───── Document segment ─────

However, (and this is one of my biggest bug-bears) a property is only worth what someone is willing to pay for it. So, if the property is what you want and you can afford it, why try and screw the seller? One does not buy as an investment in Spain (well, generally not) - it is a life time purchase. 

So, if it's what you want at a price you can afford - buy it!


----------



## Elyles (Aug 30, 2012)

I totally agree. Long before I was a psychologist, I was a real estate broker in a family company. Everything is negotiable. However, it is not wise to insult a seller with a low-ball offer. You will find more deals in the overbuilt southern coastal areas than up north. Where we live, Jaca, in the North, it was only slightly hit by the crisis. We are a second home market! Anyway, when we bought a couple of years ago we paid 125k of a140k asking price.


----------



## rubytwo (Jun 22, 2015)

snikpoh said:


> Generally, no - it's a buyers market.
> 
> 
> 
> So, if the property is what you want and you can afford it, why try and screw the seller? ...........So, if it's what you want at a price you can afford - buy it!



Can I say that I'm not trying to " screw" anyone. However, on a limited budget I think that it's reasonable to know how much padding is usually built into the asking price. Every market is different. In some places the asking price comes with an expectation that you will come in with an offer.


Sent from my iPad using Tapatalk


----------



## Elyles (Aug 30, 2012)

Where up North are you looking? It is also good to establish a relationship with a local real estate agent. They will more than likely give you solid advice.


----------



## rubytwo (Jun 22, 2015)

Elyles said:


> Where up North are you looking? It is also good to establish a relationship with a local real estate agent. They will more than likely give you solid advice.



We're looking in Cantabria, Asturias and parts of Galica. Yes I get the sense that the relationship with your agent is very different to what we're used to in Australia.


Sent from my iPad using Tapatalk


----------



## Elyles (Aug 30, 2012)

Actual ly, we rentes from our agent for two years befo re we had him help us locate a property


----------



## johnbear1 (Apr 6, 2015)

No the fees are on top about 10-15%


----------



## Elyles (Aug 30, 2012)

Yeah, the fees are a bit on the ridiculous side


----------



## snikpoh (Nov 19, 2007)

Elyles said:


> Yeah, the fees are a bit on the ridiculous side


Really, why? We pay stamp duty in UK - don't you have a similar property tax in USA?

The rest is made up of solicitor charges, registration fees etc.


----------



## Horlics (Sep 27, 2011)

rubytwo said:


> Can I say that I'm not trying to " screw" anyone. However, on a limited budget I think that it's reasonable to know how much padding is usually built into the asking price. Every market is different. In some places the asking price comes with an expectation that you will come in with an offer.
> 
> 
> Sent from my iPad using Tapatalk


I certainly don't interpret your approach as trying to screw anyone! I think it's fair to enter into a property transaction with the aim of paying only as much as you need to in order to secure the purchase.

Given the state of the market in Spain over the last few years I think buyers and sellers are equally unsure about the value of a property. 

There are plenty of tales about people who were offered say, 200k for their property which was on the market for 250k. They turned down the offer only to eventually sell more than a year later (or more) for 150k.

───── Entries ─────

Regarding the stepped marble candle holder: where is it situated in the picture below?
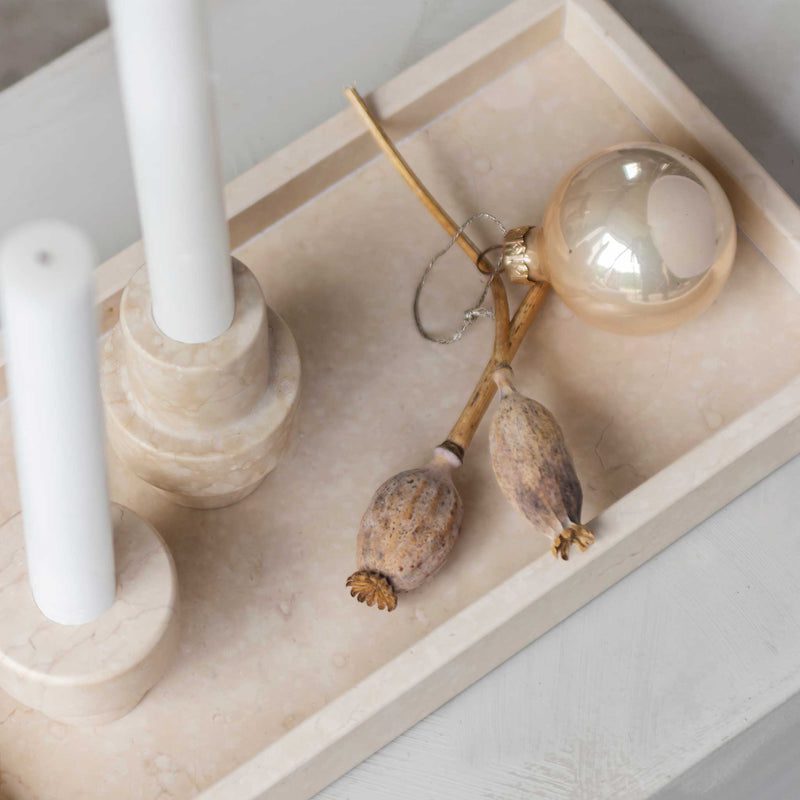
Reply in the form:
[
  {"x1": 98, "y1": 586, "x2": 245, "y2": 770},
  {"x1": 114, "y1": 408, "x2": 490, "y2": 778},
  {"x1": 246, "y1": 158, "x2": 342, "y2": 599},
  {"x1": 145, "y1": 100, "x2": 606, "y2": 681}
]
[
  {"x1": 0, "y1": 503, "x2": 178, "y2": 725},
  {"x1": 102, "y1": 259, "x2": 300, "y2": 508}
]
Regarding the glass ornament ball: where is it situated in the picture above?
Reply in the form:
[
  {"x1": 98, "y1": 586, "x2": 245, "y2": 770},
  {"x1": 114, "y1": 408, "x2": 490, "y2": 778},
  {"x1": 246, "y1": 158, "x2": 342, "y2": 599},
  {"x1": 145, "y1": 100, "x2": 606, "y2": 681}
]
[{"x1": 516, "y1": 143, "x2": 736, "y2": 334}]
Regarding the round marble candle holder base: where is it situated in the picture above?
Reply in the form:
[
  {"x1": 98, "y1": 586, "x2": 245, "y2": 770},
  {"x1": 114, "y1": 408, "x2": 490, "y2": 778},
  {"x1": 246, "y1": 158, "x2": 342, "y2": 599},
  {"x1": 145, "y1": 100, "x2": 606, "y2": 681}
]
[
  {"x1": 102, "y1": 259, "x2": 300, "y2": 508},
  {"x1": 0, "y1": 503, "x2": 178, "y2": 725}
]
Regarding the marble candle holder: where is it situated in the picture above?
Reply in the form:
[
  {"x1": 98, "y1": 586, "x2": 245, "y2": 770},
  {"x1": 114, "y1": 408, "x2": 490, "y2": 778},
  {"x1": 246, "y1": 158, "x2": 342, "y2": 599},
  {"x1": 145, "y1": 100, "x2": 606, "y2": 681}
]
[
  {"x1": 101, "y1": 259, "x2": 300, "y2": 508},
  {"x1": 0, "y1": 503, "x2": 178, "y2": 725}
]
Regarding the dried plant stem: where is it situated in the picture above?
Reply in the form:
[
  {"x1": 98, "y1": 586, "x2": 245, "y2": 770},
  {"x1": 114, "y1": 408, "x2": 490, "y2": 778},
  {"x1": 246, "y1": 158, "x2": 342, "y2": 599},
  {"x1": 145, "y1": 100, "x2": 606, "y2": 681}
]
[
  {"x1": 344, "y1": 86, "x2": 509, "y2": 364},
  {"x1": 345, "y1": 86, "x2": 549, "y2": 458}
]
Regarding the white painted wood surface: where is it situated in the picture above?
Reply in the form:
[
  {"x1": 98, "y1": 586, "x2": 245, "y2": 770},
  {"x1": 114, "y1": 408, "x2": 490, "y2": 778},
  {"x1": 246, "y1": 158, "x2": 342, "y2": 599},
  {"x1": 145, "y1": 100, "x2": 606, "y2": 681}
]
[{"x1": 0, "y1": 0, "x2": 800, "y2": 800}]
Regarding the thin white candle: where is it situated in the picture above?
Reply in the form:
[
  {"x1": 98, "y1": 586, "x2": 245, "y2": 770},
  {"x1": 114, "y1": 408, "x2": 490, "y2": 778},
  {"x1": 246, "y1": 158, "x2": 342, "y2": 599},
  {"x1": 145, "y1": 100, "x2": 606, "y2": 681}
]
[
  {"x1": 108, "y1": 0, "x2": 234, "y2": 343},
  {"x1": 0, "y1": 221, "x2": 116, "y2": 625}
]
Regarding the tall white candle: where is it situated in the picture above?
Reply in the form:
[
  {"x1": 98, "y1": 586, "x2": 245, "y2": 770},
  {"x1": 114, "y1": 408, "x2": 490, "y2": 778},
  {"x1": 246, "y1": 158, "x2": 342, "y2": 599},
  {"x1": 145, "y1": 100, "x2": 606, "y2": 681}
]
[
  {"x1": 0, "y1": 221, "x2": 116, "y2": 625},
  {"x1": 108, "y1": 0, "x2": 234, "y2": 343}
]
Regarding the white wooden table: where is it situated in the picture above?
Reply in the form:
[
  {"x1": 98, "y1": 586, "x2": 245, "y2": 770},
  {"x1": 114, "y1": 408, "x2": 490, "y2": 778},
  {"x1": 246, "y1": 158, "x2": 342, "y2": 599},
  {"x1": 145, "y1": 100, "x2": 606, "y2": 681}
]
[{"x1": 0, "y1": 0, "x2": 800, "y2": 800}]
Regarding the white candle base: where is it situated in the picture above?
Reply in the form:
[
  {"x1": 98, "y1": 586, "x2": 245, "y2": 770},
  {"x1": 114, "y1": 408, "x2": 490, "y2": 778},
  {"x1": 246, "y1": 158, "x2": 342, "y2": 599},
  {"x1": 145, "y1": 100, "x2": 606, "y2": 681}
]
[
  {"x1": 101, "y1": 259, "x2": 300, "y2": 508},
  {"x1": 0, "y1": 503, "x2": 178, "y2": 725}
]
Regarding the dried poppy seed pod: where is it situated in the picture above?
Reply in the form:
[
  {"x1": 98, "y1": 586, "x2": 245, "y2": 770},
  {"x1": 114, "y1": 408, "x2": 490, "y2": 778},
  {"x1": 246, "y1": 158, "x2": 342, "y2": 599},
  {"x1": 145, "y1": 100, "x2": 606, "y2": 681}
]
[
  {"x1": 489, "y1": 366, "x2": 594, "y2": 561},
  {"x1": 347, "y1": 447, "x2": 463, "y2": 611}
]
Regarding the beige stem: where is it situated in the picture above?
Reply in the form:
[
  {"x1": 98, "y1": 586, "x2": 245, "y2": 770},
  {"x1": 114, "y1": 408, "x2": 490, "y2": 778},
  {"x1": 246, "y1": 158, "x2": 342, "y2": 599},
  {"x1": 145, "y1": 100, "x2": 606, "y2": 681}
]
[{"x1": 345, "y1": 86, "x2": 549, "y2": 458}]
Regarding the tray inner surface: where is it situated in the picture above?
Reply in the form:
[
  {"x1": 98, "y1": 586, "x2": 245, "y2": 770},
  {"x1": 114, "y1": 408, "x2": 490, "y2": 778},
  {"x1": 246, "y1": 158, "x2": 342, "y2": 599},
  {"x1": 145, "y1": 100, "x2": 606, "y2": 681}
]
[{"x1": 0, "y1": 40, "x2": 800, "y2": 798}]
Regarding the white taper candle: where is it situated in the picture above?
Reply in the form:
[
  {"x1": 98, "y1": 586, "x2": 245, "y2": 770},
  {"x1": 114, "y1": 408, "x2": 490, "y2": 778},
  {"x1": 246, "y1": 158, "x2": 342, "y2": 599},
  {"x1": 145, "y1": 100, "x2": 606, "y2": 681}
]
[
  {"x1": 0, "y1": 221, "x2": 116, "y2": 625},
  {"x1": 108, "y1": 0, "x2": 234, "y2": 343}
]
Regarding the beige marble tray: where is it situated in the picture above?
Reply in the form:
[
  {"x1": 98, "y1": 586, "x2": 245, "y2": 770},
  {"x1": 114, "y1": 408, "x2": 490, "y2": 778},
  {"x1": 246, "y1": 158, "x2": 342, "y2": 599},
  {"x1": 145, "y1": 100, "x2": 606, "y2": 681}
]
[{"x1": 0, "y1": 0, "x2": 800, "y2": 800}]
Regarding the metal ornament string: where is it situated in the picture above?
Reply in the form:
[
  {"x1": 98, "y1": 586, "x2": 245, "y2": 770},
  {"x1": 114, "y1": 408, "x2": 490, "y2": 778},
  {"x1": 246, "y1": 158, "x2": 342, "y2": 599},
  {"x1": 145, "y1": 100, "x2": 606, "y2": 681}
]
[{"x1": 414, "y1": 211, "x2": 506, "y2": 344}]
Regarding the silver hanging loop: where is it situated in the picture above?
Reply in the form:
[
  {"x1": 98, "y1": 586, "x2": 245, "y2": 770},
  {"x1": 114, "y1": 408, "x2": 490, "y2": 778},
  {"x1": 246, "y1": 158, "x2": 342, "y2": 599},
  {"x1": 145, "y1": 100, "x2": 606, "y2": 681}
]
[{"x1": 414, "y1": 211, "x2": 506, "y2": 344}]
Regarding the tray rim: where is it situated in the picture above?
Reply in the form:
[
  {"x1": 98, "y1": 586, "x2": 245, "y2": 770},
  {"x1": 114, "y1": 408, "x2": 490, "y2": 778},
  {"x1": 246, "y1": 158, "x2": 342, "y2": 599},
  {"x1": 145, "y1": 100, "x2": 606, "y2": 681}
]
[
  {"x1": 192, "y1": 0, "x2": 800, "y2": 800},
  {"x1": 0, "y1": 0, "x2": 800, "y2": 800}
]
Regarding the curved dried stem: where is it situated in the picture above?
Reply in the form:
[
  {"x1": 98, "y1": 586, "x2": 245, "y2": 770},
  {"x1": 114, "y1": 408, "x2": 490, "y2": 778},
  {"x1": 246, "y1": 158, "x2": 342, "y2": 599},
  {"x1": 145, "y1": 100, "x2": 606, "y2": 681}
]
[
  {"x1": 344, "y1": 86, "x2": 509, "y2": 364},
  {"x1": 550, "y1": 524, "x2": 594, "y2": 561},
  {"x1": 345, "y1": 570, "x2": 397, "y2": 611},
  {"x1": 345, "y1": 86, "x2": 549, "y2": 457}
]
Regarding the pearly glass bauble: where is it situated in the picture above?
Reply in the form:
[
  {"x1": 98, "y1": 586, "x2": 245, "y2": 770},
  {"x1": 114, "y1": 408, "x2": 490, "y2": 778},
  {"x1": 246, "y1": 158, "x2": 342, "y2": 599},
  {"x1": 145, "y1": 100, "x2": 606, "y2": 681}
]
[{"x1": 520, "y1": 143, "x2": 736, "y2": 334}]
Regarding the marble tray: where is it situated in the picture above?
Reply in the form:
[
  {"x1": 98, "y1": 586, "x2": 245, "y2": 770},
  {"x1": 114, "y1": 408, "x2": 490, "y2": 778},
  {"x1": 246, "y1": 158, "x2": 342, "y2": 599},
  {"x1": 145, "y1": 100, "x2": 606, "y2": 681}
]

─────

_Written task 1_: Decide whether each statement agrees with the forum thread on buying property in Spain, answering yes or no and quoting the deciding words. (a) Elyles says Jaca was badly hit by the crisis. (b) johnbear1 says the fees are added on top at about 10-15%. (c) Horlics thinks it is fair to aim to pay only as much as needed to secure the purchase.
_Written task 2_: According to the forum thread on buying property in Spain, what was Elyles's job before becoming a psychologist?
_Written task 3_: Translate this sentence from the forum thread on buying property in Spain into Spanish: "Given the state of the market in Spain over the last few years I think buyers and sellers are equally unsure about the value of a property."
Work only from the forum thread and leave the records aside.

_Reply 1_:
(a) No: "it was only slightly hit by the crisis."
(b) Yes: "No the fees are on top about 10-15%"
(c) Yes: "I think it's fair to enter into a property transaction with the aim of paying only as much as you need to in order to secure the purchase."

_Reply 2_: A real estate broker in a family company.

_Reply 3_: Dado el estado del mercado en España en los últimos años, creo que compradores y vendedores están igualmente inseguros sobre el valor de una propiedad.